## Start DATASET RECORDS
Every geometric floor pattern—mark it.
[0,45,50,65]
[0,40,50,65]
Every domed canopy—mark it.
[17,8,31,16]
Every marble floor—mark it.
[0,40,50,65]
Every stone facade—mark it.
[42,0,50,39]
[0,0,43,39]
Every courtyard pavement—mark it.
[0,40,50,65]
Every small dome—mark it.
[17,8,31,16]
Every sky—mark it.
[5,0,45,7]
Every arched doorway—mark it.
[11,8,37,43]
## End DATASET RECORDS
## Start DATASET RECORDS
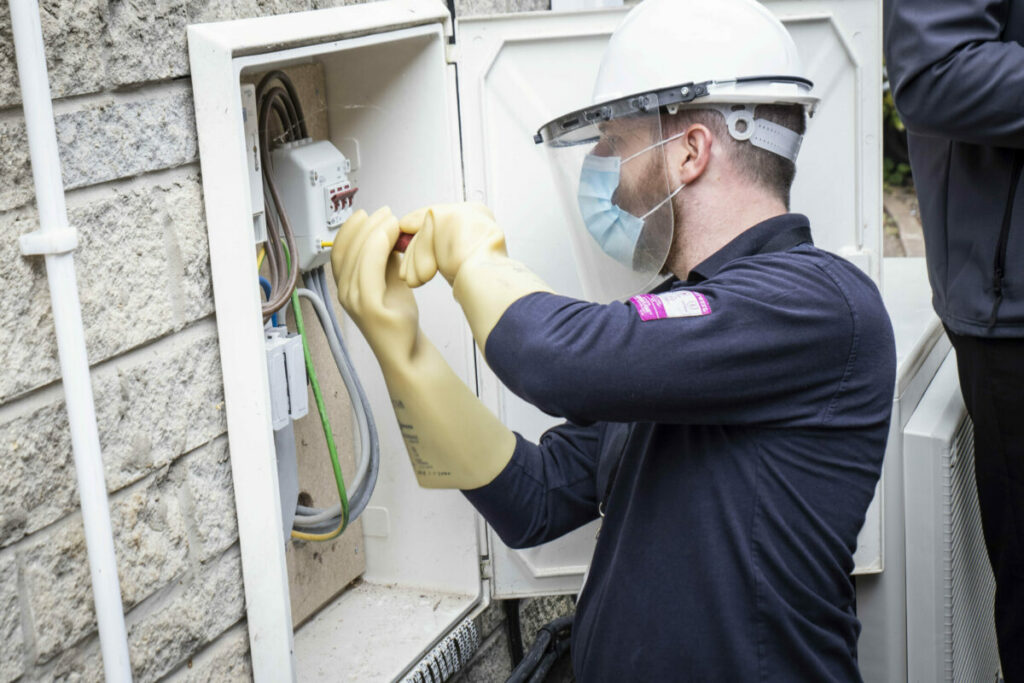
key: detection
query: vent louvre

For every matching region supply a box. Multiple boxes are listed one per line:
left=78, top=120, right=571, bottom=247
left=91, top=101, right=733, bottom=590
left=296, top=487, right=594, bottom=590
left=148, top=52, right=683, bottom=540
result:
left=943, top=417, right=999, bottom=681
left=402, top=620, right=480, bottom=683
## End DATASET RECORDS
## Start DATASET RECORDS
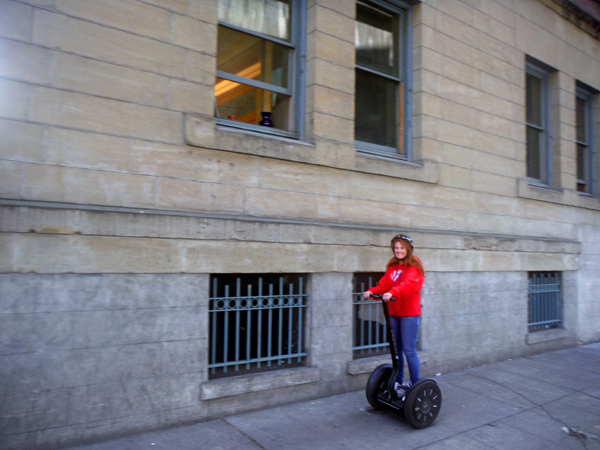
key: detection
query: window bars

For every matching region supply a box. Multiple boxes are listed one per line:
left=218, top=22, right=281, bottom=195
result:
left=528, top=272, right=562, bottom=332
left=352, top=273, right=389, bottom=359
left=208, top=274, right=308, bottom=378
## End DATASET RECORDS
Tally the lines in the items above that contain the string "query", treating uppercase and lowercase as different. Reply with the number alone.

- EXPECTED ANSWER -
2